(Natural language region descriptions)
-=-=-

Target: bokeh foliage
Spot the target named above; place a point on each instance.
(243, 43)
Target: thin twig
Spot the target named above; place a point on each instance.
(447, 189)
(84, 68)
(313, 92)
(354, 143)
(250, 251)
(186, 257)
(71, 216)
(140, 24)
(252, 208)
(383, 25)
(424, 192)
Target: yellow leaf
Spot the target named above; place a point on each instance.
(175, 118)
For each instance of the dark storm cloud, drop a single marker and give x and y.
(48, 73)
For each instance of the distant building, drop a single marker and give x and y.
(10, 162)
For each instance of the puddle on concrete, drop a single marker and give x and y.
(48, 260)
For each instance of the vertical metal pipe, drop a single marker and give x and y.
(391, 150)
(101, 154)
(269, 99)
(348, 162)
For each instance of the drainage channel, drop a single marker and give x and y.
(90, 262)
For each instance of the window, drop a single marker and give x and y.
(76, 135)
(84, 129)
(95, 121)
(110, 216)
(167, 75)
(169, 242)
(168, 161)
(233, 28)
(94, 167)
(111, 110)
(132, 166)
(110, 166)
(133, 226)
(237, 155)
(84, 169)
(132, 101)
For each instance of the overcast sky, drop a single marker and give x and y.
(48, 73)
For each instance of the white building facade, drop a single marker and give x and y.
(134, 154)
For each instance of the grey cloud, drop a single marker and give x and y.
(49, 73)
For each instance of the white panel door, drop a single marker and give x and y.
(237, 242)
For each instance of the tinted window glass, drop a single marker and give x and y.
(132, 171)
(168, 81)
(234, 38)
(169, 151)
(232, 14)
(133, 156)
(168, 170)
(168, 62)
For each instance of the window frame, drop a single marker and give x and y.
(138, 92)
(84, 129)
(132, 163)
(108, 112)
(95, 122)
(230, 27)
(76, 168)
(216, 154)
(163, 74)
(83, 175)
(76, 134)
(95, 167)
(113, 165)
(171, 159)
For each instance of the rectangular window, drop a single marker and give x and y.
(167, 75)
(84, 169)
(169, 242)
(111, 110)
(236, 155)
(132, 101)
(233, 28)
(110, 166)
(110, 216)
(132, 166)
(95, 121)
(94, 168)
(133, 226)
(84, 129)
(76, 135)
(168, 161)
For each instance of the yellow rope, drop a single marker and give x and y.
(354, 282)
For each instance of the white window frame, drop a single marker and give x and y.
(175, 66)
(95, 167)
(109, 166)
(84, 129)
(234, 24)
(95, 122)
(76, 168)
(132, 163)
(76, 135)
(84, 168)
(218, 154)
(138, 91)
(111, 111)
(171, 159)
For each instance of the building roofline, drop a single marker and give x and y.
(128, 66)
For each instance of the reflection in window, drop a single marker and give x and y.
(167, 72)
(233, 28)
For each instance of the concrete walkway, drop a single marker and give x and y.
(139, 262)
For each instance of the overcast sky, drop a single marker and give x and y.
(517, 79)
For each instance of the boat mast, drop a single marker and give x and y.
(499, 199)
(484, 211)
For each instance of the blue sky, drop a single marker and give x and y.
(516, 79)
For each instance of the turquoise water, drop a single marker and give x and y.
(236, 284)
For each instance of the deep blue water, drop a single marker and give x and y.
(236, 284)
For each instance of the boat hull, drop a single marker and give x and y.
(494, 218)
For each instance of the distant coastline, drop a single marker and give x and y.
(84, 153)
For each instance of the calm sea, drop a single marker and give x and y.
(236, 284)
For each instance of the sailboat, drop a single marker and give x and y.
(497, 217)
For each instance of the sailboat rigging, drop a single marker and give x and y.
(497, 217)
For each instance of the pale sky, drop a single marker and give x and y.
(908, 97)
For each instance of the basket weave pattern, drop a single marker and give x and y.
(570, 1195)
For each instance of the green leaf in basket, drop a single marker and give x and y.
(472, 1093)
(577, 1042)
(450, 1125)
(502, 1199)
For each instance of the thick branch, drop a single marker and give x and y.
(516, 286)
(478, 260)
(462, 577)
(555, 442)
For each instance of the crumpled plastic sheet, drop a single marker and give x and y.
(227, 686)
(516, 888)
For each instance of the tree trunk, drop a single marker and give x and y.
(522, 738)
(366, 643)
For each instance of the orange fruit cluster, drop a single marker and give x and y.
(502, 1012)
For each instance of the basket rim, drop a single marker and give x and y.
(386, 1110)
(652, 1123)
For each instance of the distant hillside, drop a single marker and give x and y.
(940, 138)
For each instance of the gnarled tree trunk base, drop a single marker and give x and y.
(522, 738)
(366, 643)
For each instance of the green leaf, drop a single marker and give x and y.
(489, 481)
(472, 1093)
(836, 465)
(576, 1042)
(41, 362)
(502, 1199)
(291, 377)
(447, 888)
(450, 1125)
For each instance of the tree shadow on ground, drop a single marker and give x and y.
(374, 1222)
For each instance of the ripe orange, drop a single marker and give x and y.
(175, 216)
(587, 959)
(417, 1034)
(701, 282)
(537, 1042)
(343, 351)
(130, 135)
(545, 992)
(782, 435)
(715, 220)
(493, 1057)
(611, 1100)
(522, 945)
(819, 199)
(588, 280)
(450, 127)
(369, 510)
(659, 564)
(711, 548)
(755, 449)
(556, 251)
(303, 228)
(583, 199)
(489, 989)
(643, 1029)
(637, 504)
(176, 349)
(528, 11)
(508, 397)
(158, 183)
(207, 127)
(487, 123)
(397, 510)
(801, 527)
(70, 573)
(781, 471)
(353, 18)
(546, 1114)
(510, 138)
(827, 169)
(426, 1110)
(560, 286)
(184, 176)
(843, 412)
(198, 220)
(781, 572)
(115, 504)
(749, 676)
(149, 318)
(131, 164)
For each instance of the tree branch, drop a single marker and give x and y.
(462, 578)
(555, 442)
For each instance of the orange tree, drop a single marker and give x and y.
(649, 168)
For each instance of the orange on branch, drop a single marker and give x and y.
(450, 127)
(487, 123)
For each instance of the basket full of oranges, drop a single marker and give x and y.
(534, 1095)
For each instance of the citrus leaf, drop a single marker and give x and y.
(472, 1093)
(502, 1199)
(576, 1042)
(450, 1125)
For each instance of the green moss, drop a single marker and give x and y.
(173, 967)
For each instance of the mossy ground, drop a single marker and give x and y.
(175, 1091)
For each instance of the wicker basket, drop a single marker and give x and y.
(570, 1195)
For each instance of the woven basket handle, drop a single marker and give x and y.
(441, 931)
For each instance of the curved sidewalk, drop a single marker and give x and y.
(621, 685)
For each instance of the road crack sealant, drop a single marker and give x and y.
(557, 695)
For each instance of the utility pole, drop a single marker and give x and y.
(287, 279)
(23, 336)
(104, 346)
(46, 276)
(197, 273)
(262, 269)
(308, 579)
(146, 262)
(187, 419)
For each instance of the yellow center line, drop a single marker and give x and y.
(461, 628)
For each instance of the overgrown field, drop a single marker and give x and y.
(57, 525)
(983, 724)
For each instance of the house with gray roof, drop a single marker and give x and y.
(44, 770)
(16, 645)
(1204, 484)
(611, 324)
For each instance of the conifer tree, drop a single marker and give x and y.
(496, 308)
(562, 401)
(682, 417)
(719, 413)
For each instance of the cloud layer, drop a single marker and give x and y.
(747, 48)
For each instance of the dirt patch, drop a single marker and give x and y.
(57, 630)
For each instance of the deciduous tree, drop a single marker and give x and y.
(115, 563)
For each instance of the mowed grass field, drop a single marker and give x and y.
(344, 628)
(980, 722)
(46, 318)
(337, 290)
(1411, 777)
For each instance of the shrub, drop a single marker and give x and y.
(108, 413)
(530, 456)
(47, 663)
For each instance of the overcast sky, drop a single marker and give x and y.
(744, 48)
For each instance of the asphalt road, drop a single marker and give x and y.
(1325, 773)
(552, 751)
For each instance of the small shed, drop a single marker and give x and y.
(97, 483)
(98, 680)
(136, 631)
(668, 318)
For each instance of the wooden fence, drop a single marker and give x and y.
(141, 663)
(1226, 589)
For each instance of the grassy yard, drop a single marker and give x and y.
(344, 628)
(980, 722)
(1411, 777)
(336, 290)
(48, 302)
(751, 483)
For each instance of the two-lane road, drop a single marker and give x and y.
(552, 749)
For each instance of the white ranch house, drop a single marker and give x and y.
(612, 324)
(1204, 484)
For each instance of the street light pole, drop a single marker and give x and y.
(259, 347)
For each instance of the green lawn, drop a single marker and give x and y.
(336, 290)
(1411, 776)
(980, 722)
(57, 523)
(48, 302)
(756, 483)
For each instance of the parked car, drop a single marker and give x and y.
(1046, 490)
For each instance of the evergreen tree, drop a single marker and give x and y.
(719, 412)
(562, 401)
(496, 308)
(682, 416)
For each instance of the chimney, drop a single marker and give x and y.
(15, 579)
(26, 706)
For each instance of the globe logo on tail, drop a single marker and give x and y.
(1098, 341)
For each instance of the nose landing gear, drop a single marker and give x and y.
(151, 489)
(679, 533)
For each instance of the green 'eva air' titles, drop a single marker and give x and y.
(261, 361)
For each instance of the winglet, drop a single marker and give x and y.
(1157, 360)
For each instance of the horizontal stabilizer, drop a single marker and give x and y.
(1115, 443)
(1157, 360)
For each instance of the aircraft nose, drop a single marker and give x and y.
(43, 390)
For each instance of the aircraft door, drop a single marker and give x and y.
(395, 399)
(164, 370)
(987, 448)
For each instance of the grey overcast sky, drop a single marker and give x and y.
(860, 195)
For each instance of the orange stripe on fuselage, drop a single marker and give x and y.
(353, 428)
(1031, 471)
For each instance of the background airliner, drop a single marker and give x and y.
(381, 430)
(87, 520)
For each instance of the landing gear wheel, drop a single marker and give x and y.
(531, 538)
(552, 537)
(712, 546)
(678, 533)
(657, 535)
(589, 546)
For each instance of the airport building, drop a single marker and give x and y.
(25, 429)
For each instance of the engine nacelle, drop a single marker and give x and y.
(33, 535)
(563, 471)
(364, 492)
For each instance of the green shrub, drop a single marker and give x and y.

-=-=-

TASK REQUIREMENTS :: Write out, without alteration, the line that contains "For each instance of the green 'eva" and all subsequent lines down to the end of the data above.

SOLVED EXERCISE ::
For each instance of the green 'eva air' titles, drop a single marker and give x and y.
(261, 361)
For each instance of the winglet, drop a single marker and give x and y.
(1157, 360)
For each instance of the horizontal stabilizer, drop a single marker and give x and y.
(1115, 443)
(1157, 360)
For each instance of the aircraft nose, drop a single marker and give x and y.
(43, 390)
For each instance of the aircraft door, drop a single marker and give x and y.
(395, 399)
(164, 370)
(987, 448)
For each instance of the grey overcast sky, drop a single marker and give x and y.
(860, 195)
For each instance of the orange stripe on fuselage, drop a single marker and give x and y.
(353, 428)
(1031, 471)
For each instance of the background airliner, drop a single marker and give x and y.
(381, 430)
(87, 520)
For each instance of the landing gear wheel, drop a single marker and give x and y.
(531, 538)
(552, 537)
(712, 546)
(678, 533)
(657, 535)
(589, 546)
For each instance of the airport building, drop a single marker and give x and y.
(25, 429)
For each instance of the engine nacelle, drop a single marker and give x and y.
(33, 535)
(563, 471)
(364, 492)
For each instance of the green shrub, drop a single marker and give x and y.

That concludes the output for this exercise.